Activity
Only the lines below, from the one with "Each instance of the antenna" through the one with "Each instance of the lawn", are to be written out, exactly.

Given data
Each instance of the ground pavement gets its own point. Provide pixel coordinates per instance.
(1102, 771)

* * *

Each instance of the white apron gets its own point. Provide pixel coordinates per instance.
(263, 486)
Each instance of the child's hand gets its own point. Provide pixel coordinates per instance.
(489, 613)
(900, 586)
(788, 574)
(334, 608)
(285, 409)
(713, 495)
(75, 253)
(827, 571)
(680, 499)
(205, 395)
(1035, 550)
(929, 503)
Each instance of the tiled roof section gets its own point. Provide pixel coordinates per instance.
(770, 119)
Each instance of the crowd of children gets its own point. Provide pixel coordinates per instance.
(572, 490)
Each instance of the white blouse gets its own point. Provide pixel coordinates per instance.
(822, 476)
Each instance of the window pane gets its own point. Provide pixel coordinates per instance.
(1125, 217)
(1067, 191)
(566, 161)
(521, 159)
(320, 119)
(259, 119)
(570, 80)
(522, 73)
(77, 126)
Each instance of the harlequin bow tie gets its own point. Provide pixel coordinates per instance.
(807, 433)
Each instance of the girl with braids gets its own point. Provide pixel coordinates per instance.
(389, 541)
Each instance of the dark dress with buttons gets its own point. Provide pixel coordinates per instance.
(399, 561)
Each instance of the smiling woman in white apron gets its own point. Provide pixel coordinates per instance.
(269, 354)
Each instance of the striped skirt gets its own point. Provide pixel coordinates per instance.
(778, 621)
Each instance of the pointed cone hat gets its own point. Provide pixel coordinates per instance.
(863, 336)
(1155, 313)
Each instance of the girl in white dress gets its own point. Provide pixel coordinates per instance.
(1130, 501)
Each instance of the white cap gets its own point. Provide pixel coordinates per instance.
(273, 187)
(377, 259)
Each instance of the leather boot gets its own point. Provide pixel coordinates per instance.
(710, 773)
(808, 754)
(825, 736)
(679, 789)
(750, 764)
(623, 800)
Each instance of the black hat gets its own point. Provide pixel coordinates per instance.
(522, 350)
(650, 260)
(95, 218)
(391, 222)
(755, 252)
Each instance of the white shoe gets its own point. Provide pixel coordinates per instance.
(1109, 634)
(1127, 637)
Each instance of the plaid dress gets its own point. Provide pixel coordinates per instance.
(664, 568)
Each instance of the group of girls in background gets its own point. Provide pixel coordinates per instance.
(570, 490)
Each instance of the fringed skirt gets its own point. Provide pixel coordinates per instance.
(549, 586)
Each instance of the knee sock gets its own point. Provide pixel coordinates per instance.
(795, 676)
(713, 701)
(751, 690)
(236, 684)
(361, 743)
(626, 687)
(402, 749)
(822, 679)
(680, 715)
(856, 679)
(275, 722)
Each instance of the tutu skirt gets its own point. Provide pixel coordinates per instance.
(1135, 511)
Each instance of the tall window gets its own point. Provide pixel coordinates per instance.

* * *

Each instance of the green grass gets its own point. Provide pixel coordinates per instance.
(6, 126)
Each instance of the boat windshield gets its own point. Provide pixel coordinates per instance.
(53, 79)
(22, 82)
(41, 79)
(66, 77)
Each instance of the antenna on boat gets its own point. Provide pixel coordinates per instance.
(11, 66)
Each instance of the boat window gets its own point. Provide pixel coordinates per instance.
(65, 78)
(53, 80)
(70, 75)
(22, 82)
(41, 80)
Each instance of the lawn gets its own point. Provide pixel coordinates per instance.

Answer space
Each instance of the antenna on boat gets its own point. Provide pixel coordinates per instance.
(11, 66)
Each instance of the boat window gets its own point. Provide pixel coordinates per instance.
(65, 78)
(53, 80)
(70, 75)
(22, 82)
(41, 80)
Each instance of the lawn gets its own point. Provide pixel coordinates per instance.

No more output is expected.